• TEXT TO READ:
-- start --
Amidst all this gloom, a truly extraordinary event occurred on the battlefields of Western Europe on Christmas Eve 1914. It’s an incident that, over the years, has achieved a sort of mythical status. But historian Stanley Weintraub, in his book – Silent Night – stripped away the embellishments and rescued the story from myth.

Although the war was only about four months old, already more than a million men were dead, and the misery had firmly taken hold. The falling temperatures on Christmas Eve froze the ground, bringing welcome relief from the mud, but the young soldiers in both trenches were homesick and weary.

Precisely what happened that night is difficult to say – accounts vary up and down the line – but the overarching story is easy to summarize: a spontaneous, unauthorized truce broke out along the Western Front.

In the twilight of Christmas Eve, the British soldiers saw strange figures silhouetted against the darkening sky over the German trenches. As they watched, lights began to appear and the British soon realized that the strange figures were hundreds of little Christmas trees that the Germans had placed at the parapets of their trenches and decorated with candles.

The British were suspicious – was this a trick? They held their fire and watched. Here and there, soldiers on both sides erected signs wishing the occupants of the opposing trench a “Merry Christmas.”
-- end --
• DATASET RECORDS:
-- start --
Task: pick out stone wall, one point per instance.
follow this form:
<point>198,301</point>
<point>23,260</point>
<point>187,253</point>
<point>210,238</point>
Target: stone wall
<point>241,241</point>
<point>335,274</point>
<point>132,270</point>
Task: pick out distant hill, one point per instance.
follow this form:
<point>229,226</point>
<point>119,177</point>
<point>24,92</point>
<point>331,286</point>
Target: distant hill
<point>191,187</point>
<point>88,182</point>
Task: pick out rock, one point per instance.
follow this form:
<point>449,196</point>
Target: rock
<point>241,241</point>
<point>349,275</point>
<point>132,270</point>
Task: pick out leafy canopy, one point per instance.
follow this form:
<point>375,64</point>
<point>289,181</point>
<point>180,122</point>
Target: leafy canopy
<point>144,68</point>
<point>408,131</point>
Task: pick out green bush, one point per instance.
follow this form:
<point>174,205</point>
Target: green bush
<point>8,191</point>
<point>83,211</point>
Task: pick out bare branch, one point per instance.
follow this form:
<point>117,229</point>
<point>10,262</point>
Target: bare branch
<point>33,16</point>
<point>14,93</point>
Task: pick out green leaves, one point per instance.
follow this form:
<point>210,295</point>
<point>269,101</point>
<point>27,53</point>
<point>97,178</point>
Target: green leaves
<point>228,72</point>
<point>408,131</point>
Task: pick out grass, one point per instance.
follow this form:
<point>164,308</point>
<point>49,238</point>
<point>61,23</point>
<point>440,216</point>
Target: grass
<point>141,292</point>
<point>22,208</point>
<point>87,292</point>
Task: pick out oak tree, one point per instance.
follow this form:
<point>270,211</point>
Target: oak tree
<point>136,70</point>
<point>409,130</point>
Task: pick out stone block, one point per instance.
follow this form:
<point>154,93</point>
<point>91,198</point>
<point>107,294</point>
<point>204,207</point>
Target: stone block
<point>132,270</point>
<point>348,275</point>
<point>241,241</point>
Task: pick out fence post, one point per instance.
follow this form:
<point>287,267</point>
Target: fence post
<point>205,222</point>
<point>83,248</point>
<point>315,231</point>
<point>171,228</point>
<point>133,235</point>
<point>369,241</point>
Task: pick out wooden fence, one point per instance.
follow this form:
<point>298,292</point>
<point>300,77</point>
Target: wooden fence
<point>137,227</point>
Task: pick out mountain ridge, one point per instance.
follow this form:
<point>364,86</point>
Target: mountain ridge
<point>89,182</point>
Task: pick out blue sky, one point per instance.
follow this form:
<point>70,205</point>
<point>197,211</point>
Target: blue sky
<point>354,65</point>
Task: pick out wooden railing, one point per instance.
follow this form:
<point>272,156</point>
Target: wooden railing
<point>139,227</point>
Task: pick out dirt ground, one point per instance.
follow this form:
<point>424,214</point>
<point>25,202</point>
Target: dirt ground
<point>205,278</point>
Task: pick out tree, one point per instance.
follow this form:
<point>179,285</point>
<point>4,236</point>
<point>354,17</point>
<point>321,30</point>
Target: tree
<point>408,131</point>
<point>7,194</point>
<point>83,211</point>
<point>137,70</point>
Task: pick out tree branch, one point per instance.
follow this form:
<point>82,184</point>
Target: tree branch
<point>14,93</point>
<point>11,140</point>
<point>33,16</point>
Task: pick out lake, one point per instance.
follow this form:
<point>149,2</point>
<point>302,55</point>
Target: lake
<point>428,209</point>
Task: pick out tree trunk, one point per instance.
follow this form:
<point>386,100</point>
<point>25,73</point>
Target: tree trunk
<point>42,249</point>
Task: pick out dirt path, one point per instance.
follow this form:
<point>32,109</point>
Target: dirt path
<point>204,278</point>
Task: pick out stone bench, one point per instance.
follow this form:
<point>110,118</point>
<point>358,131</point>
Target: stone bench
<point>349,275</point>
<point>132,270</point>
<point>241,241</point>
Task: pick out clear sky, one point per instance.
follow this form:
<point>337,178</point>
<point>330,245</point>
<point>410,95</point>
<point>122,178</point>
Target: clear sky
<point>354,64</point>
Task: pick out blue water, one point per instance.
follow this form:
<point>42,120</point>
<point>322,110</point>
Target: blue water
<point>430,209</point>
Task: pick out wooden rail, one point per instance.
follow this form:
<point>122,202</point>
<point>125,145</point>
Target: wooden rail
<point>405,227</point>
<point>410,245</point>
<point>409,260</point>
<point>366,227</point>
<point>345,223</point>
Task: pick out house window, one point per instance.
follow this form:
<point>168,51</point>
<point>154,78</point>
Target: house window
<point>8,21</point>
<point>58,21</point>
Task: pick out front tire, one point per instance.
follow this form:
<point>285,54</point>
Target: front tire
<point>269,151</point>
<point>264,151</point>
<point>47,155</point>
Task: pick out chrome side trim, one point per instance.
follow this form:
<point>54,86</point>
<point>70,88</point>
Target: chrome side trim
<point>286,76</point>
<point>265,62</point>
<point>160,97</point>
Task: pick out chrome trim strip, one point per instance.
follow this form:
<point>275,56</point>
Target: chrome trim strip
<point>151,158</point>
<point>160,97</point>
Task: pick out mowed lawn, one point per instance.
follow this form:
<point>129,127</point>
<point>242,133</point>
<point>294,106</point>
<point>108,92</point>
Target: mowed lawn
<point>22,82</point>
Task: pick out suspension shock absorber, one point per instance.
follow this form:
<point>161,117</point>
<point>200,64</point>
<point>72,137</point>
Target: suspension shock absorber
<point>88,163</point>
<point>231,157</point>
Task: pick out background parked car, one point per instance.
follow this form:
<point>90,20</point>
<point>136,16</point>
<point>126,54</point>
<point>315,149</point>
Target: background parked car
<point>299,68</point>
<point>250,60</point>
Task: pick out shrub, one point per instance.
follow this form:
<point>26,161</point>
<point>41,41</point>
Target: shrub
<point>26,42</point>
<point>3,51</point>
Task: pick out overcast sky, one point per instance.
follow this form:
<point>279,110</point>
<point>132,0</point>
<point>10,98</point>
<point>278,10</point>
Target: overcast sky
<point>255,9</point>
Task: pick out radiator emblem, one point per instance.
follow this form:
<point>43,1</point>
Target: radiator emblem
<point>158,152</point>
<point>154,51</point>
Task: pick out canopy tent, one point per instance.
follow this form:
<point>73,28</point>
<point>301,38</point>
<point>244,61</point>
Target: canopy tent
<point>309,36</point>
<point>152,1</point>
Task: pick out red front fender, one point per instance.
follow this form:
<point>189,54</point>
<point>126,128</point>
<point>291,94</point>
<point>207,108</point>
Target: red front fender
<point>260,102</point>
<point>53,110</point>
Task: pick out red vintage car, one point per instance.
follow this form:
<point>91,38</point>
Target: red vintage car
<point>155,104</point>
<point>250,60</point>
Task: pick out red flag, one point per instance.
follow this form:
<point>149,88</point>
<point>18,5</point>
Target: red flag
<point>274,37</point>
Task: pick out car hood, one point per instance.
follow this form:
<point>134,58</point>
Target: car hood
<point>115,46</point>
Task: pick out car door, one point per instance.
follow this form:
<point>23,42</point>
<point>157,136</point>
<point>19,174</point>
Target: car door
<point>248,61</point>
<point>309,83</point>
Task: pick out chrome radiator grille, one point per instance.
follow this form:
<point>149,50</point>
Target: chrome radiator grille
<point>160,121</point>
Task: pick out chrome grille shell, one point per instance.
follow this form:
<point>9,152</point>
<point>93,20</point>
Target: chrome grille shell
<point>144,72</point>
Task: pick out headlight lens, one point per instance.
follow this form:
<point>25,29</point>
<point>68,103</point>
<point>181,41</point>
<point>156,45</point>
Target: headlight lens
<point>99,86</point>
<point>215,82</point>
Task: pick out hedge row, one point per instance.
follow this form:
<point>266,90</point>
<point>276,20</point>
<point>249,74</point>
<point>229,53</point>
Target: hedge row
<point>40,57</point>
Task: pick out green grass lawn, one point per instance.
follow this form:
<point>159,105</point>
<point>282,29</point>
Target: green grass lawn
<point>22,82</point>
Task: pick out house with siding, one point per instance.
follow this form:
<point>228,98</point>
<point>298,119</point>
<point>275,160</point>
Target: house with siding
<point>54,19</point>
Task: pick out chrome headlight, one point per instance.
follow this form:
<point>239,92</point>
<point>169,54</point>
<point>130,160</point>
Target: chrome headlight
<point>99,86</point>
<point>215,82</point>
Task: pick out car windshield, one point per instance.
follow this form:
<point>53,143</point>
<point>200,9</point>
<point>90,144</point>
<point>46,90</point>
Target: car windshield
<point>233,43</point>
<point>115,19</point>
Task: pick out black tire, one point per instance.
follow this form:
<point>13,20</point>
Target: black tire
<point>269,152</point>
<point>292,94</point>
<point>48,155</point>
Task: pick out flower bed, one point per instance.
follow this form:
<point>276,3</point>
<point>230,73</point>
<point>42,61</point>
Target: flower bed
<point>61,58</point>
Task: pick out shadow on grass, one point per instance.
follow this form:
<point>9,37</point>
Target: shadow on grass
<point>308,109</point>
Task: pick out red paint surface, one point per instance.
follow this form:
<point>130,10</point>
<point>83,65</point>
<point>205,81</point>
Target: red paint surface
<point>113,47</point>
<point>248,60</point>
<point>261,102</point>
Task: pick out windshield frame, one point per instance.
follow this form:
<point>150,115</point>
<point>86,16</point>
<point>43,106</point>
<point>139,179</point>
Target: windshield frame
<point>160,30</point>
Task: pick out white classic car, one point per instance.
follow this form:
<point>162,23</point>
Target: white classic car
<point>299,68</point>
-- end --
• WHAT TO DO:
1. From the passage on the 1914 Christmas truce, translate this sentence into Spanish: "In the twilight of Christmas Eve, the British soldiers saw strange figures silhouetted against the darkening sky over the German trenches."
2. Answer these questions using the passage on the 1914 Christmas truce.
(a) Which historian wrote the book Silent Night?
(b) About how old was the war on Christmas Eve 1914?
(c) What did the Germans decorate their little Christmas trees with?
3. Write out the part of the passage on the 1914 Christmas truce that opens with the words containing "Amidst all this" and closes with "story from myth.".

• RESPONSES TO THE TASKS:
1. En el crepúsculo de la Nochebuena, los soldados británicos vieron extrañas figuras recortadas contra el cielo que se oscurecía sobre las trincheras alemanas.

2.
(a) Stanley Weintraub
(b) About four months old
(c) Candles

3.
Amidst all this gloom, a truly extraordinary event occurred on the battlefields of Western Europe on Christmas Eve 1914. It’s an incident that, over the years, has achieved a sort of mythical status. But historian Stanley Weintraub, in his book – Silent Night – stripped away the embellishments and rescued the story from myth.